The vaccine rollout has gathered pace, and as a nation we are now vaccinating a million people every three days. More than 70 per cent of the eligible population aged over 16 are fully vaccinated, and today South Australia achieved 80 per cent first dose vaccinations.

This is a fantastic achievement, and I thank Australians for rolling up their sleeves to help reach these targets, which will see borders open and restrictions ease. The government has made vaccination freely available, and I myself have received two doses of the Pfizer vaccine. We have embarked on advertising campaigns to encourage vaccinations because we know a high vaccination rate is our ticket to freedom, and it’s clear that as a nation we will achieve vaccination rates above 90 per cent—truly remarkable.

But I am becoming increasingly concerned about the emergence of a two-tiered society.

Forty-six companies confirmed to the Age and the Sydney Morning Herald this week that a double vaccination would be a requirement for at least part of their workforce, while unvaccinated adults and older children will be barred from accessing all but basic services until 2023 under the Victorian government’s path back to freedom announced by the Premier on Sunday.

# WHAT THIS EXERCISE ASKS
A. In the passage on the vaccine rollout, what percentage of first dose vaccinations did South Australia reach?
B. Resume the passage on the vaccine rollout, picking up right after its final sentence about the Victorian government's path back to freedom.

[Referring expression pointing data]
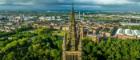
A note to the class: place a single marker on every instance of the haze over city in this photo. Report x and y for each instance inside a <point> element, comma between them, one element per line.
<point>108,5</point>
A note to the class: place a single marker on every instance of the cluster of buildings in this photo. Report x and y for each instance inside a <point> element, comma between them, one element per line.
<point>127,34</point>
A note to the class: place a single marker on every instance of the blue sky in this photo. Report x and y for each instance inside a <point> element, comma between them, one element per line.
<point>122,5</point>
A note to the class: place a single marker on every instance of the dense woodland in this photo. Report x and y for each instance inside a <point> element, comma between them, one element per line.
<point>46,44</point>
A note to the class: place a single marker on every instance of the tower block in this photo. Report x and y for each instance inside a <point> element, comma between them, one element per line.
<point>72,48</point>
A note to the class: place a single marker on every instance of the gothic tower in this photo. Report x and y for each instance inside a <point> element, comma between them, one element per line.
<point>72,48</point>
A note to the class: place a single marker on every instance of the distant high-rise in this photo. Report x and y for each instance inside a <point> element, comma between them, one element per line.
<point>72,49</point>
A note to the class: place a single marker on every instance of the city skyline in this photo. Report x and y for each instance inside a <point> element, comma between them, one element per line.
<point>110,5</point>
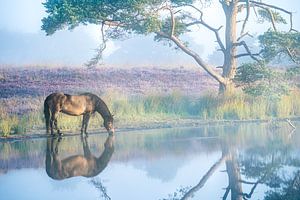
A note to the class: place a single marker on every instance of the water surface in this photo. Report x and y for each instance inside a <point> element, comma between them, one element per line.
<point>245,161</point>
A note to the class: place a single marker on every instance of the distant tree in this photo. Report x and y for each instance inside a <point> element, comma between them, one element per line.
<point>169,20</point>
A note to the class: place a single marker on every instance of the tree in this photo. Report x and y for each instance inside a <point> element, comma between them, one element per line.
<point>169,20</point>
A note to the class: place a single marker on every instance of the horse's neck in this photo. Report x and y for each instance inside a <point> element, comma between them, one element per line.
<point>102,109</point>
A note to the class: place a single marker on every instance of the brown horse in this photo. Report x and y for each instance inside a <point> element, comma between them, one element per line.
<point>83,104</point>
<point>86,165</point>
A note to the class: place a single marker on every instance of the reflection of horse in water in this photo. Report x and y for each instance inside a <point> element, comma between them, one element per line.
<point>83,104</point>
<point>86,165</point>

# EXPECTED OUTPUTS
A. 80 per cent

B.
From a federal government perspective, we are following at the AHPPC advice on vaccine mandates. They have recommended mandatory vaccinations in two areas only: aged-care workers and those working in quarantine facilities. The medical advice has not been to mandate vaccinations in other sectors on public health grounds.

The Western Australian government plans to roll out the toughest vaccination mandate in the country: 75 per cent of the Western Australian workers will be forced to get a vaccination or risk losing their jobs, and employers will face fines of up to $100,000 if they have unvaccinated staff working past the deadline.

We all want to be safe. We all want to return to a more normal life, one without threat of serious illness or death, but we should stop for a moment and balance the public health need with the individual’s right to choose.

Let me be clear: I do not endorse mandatory vaccination, and I do not support mandating vaccines by stealth. Individuals should be free to choose. As individuals, they are responsible for the consequences of those choices. I agree with compulsory vaccinations for those working with our most vulnerable, such as aged-care workers and those working in quarantine facilities, but extending this principle to other fields of work and ordinary daily activities is a step too far. I ask that as a society we stop and think about the consequences of, effectively, forcing vaccinations on the unwilling.

Rightly, we have never mandated medical procedures in this country, and we have never mandated vaccines. The federal government invests considerable resources in approval processes through the TGA to ensure vaccines are safe and effective, and the government subsidises their provision via the National Immunisation Program. But, as I have said, they have never been mandated.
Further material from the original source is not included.